■ INSTRUCTION ■
Reproduce the records below word for word. Begin at the line that contains "slat in this photo." and stop after the last line of the records.
++++ DATA RECORDS
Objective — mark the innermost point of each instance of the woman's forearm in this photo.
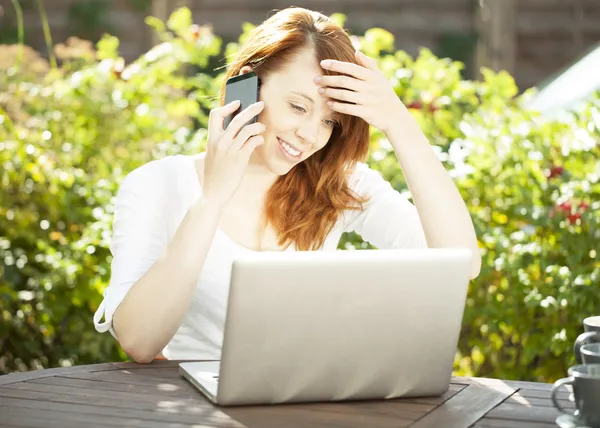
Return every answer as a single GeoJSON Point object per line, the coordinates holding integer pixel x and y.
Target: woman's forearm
{"type": "Point", "coordinates": [443, 213]}
{"type": "Point", "coordinates": [154, 307]}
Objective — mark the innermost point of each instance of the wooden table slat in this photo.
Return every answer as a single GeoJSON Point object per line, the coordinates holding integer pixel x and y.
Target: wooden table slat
++++++++
■ COMPLETE ANSWER ■
Objective — mark the innermost point of each instance of the wooden table slat in this photo.
Return every answer as a single GeoJSON Point object per line, the coordinates holding integer pixel x and y.
Target: wooden table slat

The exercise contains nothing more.